# LISTED RECORDS start
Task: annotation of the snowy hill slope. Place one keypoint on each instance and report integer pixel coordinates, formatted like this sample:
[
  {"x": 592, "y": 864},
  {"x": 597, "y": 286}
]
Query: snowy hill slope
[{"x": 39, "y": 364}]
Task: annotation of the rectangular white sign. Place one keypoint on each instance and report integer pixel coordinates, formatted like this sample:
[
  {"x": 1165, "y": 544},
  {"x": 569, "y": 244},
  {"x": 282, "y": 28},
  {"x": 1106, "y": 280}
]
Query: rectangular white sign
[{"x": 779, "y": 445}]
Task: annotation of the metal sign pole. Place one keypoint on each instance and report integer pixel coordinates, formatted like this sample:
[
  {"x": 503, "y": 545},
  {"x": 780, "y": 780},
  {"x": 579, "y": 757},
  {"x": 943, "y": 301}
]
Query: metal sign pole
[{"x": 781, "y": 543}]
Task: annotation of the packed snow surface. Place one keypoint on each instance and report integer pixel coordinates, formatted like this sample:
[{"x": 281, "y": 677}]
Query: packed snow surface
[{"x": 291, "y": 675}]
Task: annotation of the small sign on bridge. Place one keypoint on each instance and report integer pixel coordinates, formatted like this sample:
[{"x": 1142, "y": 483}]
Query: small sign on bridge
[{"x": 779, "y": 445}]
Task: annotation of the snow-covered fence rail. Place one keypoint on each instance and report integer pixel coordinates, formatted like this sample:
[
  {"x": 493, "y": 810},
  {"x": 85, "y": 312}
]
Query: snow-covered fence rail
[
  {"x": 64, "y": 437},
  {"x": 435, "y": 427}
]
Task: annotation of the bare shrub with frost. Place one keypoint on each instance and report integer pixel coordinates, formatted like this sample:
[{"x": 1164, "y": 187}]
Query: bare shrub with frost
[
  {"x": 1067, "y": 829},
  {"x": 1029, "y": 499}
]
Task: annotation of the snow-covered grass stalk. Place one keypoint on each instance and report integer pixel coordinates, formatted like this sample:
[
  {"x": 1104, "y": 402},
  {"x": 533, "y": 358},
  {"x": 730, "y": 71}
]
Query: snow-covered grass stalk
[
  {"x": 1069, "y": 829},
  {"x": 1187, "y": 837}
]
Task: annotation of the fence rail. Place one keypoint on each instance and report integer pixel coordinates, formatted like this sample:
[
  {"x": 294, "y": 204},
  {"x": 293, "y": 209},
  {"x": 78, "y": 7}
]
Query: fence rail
# LISTED RECORDS end
# STATED EXERCISE:
Please copy out, word for word, every line of the records from the line containing "Task: annotation of the fence" up to and including the final line of the records.

# RIGHT ANSWER:
Task: annotation of the fence rail. Place one keypoint on each instance and report integer pixel coordinates, formatted like this sample:
[
  {"x": 294, "y": 204},
  {"x": 293, "y": 209},
  {"x": 78, "y": 7}
]
Query: fence rail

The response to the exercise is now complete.